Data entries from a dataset

......

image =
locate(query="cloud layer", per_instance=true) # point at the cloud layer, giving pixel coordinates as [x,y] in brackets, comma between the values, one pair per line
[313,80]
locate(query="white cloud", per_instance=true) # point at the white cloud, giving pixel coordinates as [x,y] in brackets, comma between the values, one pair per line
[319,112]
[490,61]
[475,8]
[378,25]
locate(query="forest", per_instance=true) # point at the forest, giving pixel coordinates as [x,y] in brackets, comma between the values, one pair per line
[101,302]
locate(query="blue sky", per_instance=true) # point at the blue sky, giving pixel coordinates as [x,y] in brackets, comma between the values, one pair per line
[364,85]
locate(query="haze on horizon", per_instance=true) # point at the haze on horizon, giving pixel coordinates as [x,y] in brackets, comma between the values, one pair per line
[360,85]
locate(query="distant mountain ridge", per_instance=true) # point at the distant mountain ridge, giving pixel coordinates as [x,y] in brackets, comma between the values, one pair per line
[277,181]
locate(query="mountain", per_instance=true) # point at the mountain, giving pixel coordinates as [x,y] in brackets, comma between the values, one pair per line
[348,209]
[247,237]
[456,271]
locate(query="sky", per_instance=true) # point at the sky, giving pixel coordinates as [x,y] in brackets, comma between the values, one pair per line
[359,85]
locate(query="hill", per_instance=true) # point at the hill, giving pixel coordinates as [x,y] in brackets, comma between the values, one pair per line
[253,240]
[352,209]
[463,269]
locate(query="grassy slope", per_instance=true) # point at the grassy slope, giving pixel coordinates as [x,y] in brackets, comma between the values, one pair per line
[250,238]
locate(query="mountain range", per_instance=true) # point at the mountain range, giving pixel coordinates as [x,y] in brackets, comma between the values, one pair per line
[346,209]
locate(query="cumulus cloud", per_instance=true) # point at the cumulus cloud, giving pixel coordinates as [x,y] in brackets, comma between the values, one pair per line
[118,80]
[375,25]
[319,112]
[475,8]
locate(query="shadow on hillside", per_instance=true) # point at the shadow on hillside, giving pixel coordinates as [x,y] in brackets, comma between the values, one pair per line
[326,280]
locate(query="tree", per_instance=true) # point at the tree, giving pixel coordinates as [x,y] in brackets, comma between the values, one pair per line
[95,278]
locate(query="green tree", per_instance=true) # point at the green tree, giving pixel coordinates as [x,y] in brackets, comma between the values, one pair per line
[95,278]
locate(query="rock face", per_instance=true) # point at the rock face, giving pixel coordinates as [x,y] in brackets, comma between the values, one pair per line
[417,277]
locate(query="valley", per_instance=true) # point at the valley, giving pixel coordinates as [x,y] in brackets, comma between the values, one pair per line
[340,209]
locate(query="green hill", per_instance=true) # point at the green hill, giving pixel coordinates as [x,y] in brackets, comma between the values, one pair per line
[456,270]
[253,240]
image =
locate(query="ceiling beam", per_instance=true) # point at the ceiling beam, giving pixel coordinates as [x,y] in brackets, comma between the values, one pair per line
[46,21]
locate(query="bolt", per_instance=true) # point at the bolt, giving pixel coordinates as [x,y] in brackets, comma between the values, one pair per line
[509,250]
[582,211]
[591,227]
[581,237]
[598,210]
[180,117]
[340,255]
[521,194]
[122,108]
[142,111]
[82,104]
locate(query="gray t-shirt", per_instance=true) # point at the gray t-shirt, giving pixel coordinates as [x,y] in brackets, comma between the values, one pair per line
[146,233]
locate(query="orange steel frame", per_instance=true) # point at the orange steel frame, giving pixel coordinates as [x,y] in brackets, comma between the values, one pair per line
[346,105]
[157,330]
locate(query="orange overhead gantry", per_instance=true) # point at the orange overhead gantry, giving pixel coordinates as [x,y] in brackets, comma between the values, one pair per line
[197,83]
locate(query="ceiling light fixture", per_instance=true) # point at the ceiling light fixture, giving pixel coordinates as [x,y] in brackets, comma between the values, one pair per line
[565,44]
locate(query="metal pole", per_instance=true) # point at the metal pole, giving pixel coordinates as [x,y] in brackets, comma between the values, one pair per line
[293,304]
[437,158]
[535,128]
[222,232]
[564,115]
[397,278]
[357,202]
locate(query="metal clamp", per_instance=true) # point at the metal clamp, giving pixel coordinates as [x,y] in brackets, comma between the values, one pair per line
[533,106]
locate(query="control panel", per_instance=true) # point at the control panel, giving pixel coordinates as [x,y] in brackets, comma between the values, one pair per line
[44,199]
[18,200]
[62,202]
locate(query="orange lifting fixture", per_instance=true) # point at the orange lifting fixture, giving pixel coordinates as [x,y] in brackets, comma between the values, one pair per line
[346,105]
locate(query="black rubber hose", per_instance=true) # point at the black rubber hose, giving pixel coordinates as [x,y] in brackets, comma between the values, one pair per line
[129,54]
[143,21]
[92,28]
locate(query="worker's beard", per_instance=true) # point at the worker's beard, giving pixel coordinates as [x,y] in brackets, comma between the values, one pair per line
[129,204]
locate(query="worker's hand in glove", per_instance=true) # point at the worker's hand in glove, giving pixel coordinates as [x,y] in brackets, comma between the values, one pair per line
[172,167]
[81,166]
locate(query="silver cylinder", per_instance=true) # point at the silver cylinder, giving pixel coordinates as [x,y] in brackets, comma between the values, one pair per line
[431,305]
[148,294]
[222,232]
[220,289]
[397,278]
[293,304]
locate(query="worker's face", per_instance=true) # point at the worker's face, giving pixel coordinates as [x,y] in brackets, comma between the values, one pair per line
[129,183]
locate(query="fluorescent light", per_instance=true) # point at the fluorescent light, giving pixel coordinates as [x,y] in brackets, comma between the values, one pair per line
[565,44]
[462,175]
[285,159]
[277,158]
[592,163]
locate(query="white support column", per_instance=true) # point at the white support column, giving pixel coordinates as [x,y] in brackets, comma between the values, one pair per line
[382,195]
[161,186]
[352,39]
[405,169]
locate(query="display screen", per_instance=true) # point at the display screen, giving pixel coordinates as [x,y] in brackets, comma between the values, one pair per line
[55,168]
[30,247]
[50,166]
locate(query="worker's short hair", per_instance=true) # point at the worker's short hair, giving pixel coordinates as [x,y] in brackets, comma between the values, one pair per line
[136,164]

......

Exercise task:
Reproduce word for word the part of the data that opens with the line containing "at the display" and closes with the final line, including both of those lines.

Solution:
locate(query="display screen", per_instance=true) # point at the display screen, giving pixel coordinates as [x,y] in brackets, comma between the values, one pair per line
[55,168]
[30,247]
[50,166]
locate(query="worker's short hair", per_instance=true) # point at the worker's short hair, giving pixel coordinates as [x,y] in brackets, comma between the values, one pair per line
[136,164]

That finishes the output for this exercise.